There could be numerous reasons why the cars wiht the lowest mileage fall outside of this trend. Perhaps, people only sell cars with low mileage if there is something wrong with them. let's finish by having a look at the relationship between average price and whether a car has unrepaired damage:

In [43]:

# Split cars between damaged and undamaged
damaged = autos[autos['unrepaired_damage'] == 'yes']
undamaged = autos[autos['unrepaired_damage'] == 'no']

# Find mean price for damaged and undamaged cars
damaged_mean_price = damaged['price($)'].mean()
undamaged_mean_price = undamaged['price($)'].mean()

# Plot bar chart to visualize data
plt.bar(['damaged', 'undamaged'], [damaged_mean_price, undamaged_mean_price])
plt.title('Average price of damaged and undamaged cars')
plt.ylabel('Price($)')
plt.show()

The results here are very clear. A damaged car is on average 5000 dollars cheaper than an undamaged car.

3 Main Takeaways

BMW, Mercedes and Audi are the kings of the German auto ebay market. They have the 3 most popular and three most expensive car brands on average. With Volkswagen as the fourth most popular it is clear that Germans like to buy German.
Mileage has a significant affect on the price of vehicles. The more miles on the clock, the less expensive the car will tend to be.
The same is true of cars with unrepaired damage. On average a car with unrepaired damage will cost 5000 dollars less than one without damage.

In [ ]:

**Data shown:**
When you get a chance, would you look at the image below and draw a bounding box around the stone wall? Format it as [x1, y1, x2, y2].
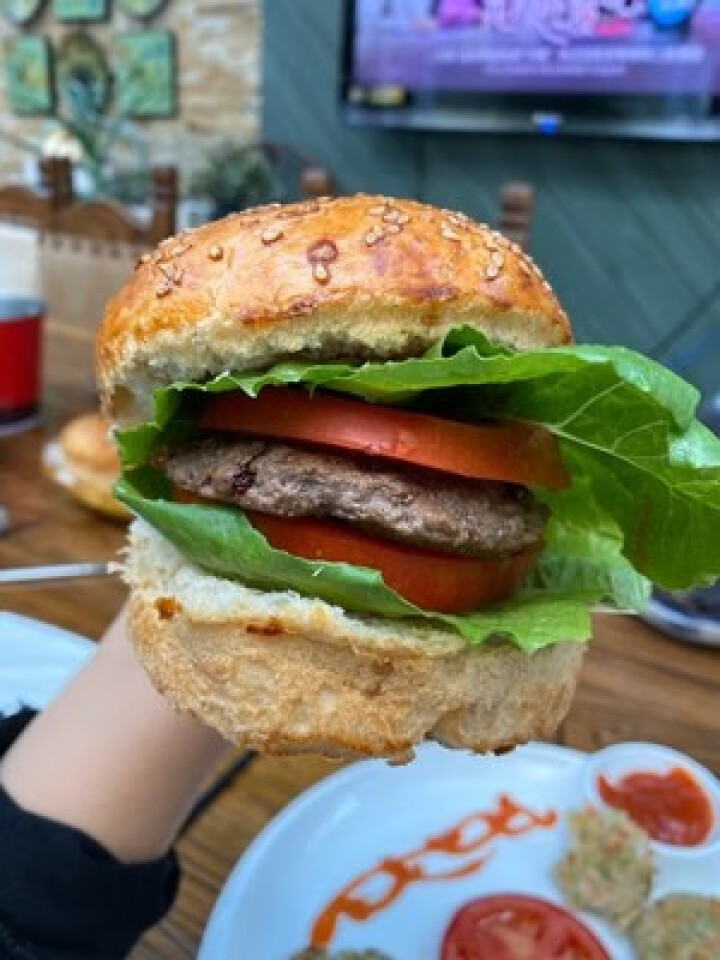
[0, 0, 260, 182]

**Given task A:**
Answer these questions about the car price analysis:
(i) How much cheaper is a damaged car than an undamaged car on average?
(ii) Which brand is named as the fourth most popular?
(iii) What possible reason is offered for why cars with the lowest mileage fall outside the trend?
**Given task B:**
Print the part of the car price analysis starting with "undamaged_mean_price = undamaged['price($)'].mean()" and going on through "an undamaged car.", with no changes.
**Given task C:**
Summarize the car price analysis in two sentences.

**Task response A:**
(i) 5000 dollars.
(ii) Volkswagen.
(iii) People may only sell cars with low mileage if there is something wrong with them.

**Task response B:**
undamaged_mean_price = undamaged['price($)'].mean()

# Plot bar chart to visualize data
plt.bar(['damaged', 'undamaged'], [damaged_mean_price, undamaged_mean_price])
plt.title('Average price of damaged and undamaged cars')
plt.ylabel('Price($)')
plt.show()

The results here are very clear. A damaged car is on average 5000 dollars cheaper than an undamaged car.

**Task response C:**
BMW, Mercedes and Audi are the three most popular and three most expensive brands on the German auto eBay market, and Volkswagen is fourth in popularity. Cars tend to cost less the more miles they have, and a car with unrepaired damage costs on average 5000 dollars less than one without damage.